● **Exercise directions**
How many lines in the entries below contain the string "item"? Reply with the number alone.

------ Data in this exercise

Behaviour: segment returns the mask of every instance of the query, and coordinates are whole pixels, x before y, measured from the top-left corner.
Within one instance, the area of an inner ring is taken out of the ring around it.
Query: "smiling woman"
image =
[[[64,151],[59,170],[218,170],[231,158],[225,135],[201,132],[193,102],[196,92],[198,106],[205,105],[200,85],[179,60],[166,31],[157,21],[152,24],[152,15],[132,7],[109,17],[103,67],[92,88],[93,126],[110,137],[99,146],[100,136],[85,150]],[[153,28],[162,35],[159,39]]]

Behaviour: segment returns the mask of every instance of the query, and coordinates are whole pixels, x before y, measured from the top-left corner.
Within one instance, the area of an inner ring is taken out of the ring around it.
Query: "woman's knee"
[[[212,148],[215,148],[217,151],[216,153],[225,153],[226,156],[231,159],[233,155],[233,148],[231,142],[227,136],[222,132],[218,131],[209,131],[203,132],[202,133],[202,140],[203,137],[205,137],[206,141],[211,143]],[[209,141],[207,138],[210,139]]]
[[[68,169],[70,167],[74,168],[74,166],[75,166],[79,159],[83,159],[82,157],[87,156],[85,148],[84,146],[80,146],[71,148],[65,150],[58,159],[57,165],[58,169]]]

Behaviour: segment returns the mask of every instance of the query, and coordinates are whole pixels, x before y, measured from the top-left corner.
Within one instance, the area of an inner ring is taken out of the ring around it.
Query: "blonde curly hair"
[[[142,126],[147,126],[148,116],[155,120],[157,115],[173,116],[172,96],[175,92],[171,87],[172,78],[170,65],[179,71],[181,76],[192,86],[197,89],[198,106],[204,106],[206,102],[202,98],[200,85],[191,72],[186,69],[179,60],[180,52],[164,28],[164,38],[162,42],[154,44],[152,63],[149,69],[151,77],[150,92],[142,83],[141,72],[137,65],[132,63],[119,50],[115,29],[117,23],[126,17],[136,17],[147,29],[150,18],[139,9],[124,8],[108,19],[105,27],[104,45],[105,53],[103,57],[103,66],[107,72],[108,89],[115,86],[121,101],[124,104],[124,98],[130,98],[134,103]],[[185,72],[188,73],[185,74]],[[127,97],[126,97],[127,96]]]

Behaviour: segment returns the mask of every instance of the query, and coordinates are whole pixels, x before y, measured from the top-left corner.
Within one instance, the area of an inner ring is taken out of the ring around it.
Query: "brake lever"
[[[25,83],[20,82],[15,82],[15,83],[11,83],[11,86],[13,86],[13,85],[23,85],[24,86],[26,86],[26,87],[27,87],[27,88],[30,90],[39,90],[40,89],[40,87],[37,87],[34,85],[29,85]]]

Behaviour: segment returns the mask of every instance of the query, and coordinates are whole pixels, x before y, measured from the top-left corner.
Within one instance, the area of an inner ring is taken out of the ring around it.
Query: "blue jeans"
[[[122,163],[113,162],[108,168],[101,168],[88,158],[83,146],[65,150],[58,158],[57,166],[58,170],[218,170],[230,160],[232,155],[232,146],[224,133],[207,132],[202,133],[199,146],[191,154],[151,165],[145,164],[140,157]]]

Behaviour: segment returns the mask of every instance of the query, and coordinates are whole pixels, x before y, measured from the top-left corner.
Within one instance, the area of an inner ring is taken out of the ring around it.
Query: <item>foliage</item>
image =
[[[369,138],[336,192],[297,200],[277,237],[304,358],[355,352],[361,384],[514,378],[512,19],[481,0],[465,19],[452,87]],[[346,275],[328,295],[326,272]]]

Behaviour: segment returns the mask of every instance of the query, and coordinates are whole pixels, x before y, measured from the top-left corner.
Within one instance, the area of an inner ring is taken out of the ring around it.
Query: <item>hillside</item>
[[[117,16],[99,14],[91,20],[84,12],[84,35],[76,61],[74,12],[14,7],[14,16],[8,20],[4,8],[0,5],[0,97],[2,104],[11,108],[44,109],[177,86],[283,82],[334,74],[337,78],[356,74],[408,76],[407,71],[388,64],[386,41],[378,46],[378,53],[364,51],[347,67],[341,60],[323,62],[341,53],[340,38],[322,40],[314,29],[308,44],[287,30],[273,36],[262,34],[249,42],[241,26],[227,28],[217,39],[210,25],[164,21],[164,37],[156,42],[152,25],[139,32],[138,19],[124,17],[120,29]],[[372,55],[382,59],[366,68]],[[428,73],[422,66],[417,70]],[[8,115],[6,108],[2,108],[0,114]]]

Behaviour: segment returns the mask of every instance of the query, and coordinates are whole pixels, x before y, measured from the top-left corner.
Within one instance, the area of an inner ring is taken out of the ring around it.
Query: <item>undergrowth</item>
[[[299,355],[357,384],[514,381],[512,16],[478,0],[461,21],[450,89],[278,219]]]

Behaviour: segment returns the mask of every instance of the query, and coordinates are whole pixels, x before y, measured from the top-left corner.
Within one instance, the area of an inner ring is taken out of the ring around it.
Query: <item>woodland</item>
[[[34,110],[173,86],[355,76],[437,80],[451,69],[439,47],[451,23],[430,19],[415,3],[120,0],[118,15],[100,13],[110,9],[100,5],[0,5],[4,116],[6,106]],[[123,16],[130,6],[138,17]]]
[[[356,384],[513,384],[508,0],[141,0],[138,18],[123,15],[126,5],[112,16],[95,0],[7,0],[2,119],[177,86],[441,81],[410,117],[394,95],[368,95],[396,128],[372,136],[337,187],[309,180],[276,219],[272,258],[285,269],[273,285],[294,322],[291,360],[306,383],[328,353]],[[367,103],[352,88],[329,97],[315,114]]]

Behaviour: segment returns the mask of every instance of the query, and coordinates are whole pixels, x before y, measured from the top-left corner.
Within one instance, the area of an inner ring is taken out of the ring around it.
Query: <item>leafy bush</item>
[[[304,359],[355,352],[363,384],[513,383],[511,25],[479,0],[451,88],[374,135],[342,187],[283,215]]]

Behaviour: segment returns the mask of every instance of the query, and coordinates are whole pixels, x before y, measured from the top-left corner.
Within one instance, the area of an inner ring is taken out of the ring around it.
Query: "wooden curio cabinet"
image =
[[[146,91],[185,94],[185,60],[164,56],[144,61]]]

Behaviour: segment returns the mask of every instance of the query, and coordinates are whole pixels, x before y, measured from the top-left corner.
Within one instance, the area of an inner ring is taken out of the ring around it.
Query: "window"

------------

● **Result of this exercise**
5